Entries from an annotation dataset
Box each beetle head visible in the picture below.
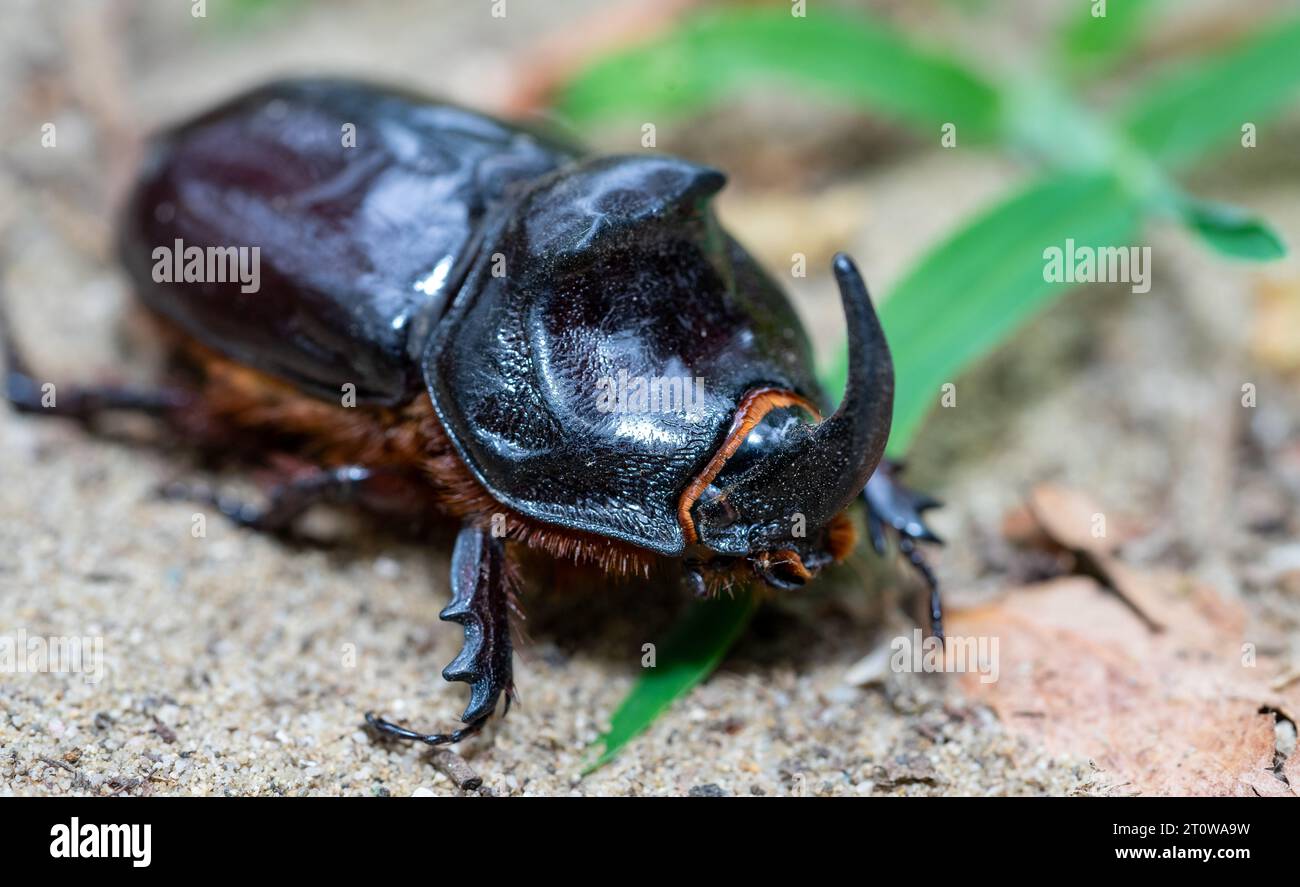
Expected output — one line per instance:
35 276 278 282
689 254 893 587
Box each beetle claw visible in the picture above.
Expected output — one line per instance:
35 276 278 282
862 460 944 641
365 524 515 745
365 711 488 745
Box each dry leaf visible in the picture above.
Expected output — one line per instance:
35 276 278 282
949 576 1300 796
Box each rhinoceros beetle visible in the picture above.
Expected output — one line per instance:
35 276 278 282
0 79 941 744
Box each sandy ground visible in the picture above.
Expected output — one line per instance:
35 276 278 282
0 3 1300 796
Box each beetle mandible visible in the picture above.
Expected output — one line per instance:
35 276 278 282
0 79 941 744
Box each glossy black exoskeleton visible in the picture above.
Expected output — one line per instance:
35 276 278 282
5 81 939 744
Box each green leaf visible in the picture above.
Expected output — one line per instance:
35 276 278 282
1061 0 1160 73
582 592 755 775
829 173 1141 455
1125 20 1300 165
1179 198 1287 261
558 4 1001 138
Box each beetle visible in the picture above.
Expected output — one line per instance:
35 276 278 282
0 79 941 745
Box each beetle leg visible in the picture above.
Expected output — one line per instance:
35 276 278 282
0 293 190 421
159 466 381 533
862 459 944 640
365 524 515 745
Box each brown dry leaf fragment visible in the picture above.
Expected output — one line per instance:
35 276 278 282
1011 484 1165 631
1027 484 1123 554
949 576 1300 796
1251 277 1300 372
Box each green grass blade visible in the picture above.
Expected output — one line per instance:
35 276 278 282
1125 18 1300 165
1061 0 1161 73
828 174 1141 455
1179 198 1287 261
582 592 755 775
556 4 1001 138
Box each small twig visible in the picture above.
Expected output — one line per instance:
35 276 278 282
36 754 77 775
429 748 484 792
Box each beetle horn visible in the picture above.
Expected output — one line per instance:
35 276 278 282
796 252 894 519
694 252 893 553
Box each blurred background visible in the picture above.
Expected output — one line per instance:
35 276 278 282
0 0 1300 795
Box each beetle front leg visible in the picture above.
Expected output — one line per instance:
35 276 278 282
862 459 944 640
365 524 515 745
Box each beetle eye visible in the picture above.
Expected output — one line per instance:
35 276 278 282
718 406 816 480
696 484 740 529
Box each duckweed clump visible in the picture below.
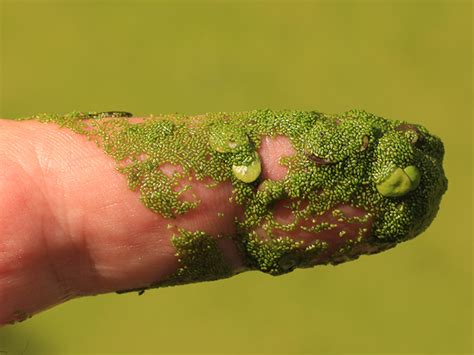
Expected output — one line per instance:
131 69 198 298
25 110 447 285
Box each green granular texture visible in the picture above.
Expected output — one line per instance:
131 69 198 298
25 110 447 283
157 230 233 287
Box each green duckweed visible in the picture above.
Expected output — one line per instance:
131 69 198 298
25 110 447 286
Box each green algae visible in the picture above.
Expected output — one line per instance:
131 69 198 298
158 230 233 287
25 110 447 285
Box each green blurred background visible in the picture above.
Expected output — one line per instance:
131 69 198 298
0 0 473 354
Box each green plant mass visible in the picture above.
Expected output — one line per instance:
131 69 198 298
25 110 447 286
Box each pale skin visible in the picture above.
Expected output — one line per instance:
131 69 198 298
0 118 370 325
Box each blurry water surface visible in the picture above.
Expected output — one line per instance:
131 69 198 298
0 0 473 354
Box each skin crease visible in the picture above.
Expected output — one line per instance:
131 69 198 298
0 118 370 324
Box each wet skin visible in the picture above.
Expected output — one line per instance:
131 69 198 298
0 111 446 322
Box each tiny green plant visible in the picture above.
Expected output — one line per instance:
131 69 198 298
25 110 447 291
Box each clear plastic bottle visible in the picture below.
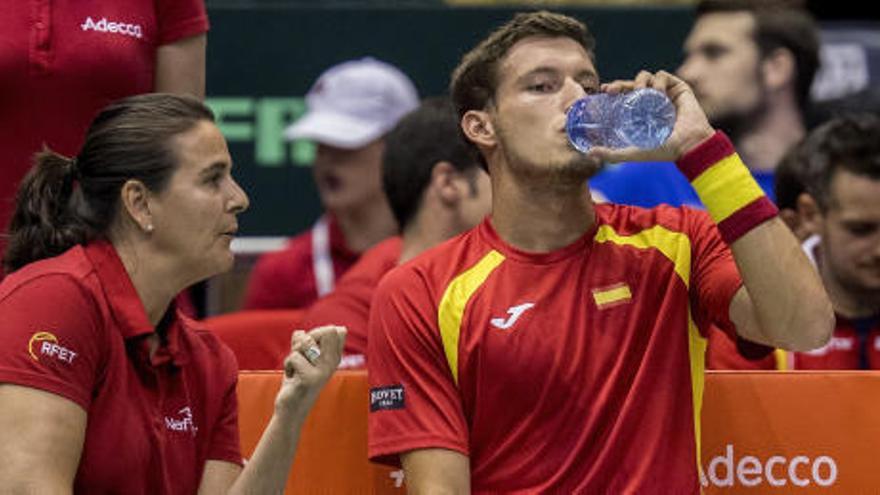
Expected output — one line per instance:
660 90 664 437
565 88 675 153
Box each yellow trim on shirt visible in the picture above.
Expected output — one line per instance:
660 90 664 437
437 250 504 386
595 225 707 475
688 314 708 479
691 153 764 223
595 225 691 287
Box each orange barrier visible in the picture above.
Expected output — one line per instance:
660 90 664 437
238 371 880 495
702 371 880 494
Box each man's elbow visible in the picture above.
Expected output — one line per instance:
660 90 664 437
786 297 835 352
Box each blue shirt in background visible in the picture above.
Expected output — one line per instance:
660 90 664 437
590 162 776 209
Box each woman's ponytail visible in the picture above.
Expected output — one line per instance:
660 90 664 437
3 149 90 273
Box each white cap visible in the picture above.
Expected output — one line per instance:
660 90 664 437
284 57 419 149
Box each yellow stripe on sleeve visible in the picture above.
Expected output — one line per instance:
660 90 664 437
437 250 504 385
691 153 764 223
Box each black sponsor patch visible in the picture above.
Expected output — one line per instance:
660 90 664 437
370 385 404 412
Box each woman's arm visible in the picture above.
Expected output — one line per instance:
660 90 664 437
0 384 87 495
199 326 345 495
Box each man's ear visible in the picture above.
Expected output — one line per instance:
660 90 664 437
461 110 495 146
795 193 825 239
430 161 461 205
761 48 797 91
119 179 154 233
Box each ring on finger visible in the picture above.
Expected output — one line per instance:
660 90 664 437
300 345 321 365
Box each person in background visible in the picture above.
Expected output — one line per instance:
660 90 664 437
367 12 833 493
590 0 819 207
301 97 492 367
0 94 345 495
706 140 818 371
0 0 208 272
244 58 419 309
792 113 880 369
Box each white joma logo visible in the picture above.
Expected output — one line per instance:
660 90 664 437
79 17 144 38
490 303 535 330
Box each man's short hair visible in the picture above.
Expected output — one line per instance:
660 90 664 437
805 113 880 211
449 10 596 168
773 139 809 210
696 0 819 113
382 97 479 231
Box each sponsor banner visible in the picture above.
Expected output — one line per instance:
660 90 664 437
701 371 880 495
238 370 406 495
238 370 880 495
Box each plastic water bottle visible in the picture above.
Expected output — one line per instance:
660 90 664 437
565 88 675 153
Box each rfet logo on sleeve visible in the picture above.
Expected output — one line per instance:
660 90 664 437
370 385 404 412
28 332 77 364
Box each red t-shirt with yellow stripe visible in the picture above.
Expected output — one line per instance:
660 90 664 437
368 204 741 493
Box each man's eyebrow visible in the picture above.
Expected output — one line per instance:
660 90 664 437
517 66 599 81
199 162 232 175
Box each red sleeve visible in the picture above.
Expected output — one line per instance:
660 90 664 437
208 346 242 465
0 274 106 410
684 208 742 337
367 266 469 464
156 0 208 45
301 281 375 355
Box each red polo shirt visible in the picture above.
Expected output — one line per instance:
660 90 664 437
0 0 208 260
0 242 241 494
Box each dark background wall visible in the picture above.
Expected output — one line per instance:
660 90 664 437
207 6 692 235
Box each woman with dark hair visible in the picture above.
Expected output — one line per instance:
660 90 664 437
0 94 345 494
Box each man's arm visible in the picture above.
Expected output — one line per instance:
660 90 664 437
591 71 834 351
730 218 834 351
400 449 471 495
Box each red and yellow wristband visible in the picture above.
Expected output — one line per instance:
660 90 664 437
676 131 779 245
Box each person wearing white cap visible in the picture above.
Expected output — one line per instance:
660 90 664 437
244 57 419 309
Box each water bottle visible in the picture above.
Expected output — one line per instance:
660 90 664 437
565 88 675 153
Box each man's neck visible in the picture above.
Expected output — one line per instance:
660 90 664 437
333 199 397 253
735 100 806 172
398 207 459 264
492 175 596 252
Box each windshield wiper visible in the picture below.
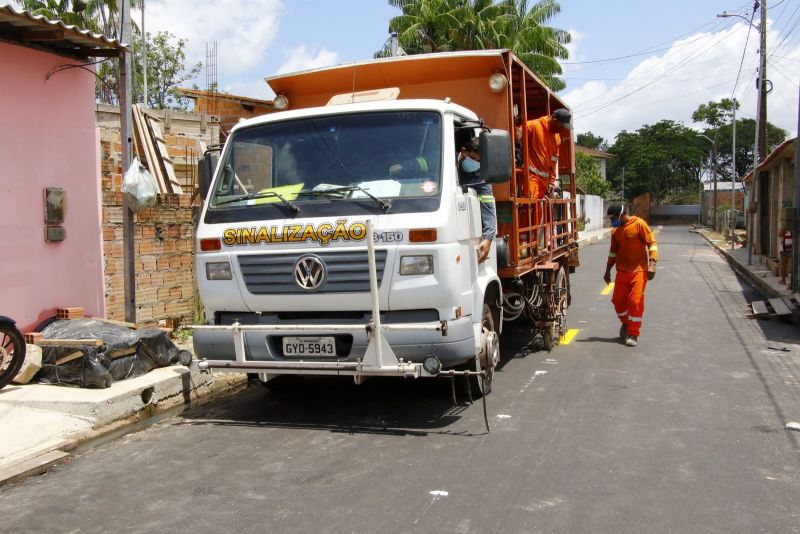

PROMPT:
Select every line of the material above that contains the string "below", and copy each such line in full.

RESPONSE TO THIS TASK:
Box each beetle head visible in the picture below.
Box each duckweed clump visible in the picture below.
Box each clear plastic bottle visible in the picture below.
Box each windshield wiper visible in the picture below.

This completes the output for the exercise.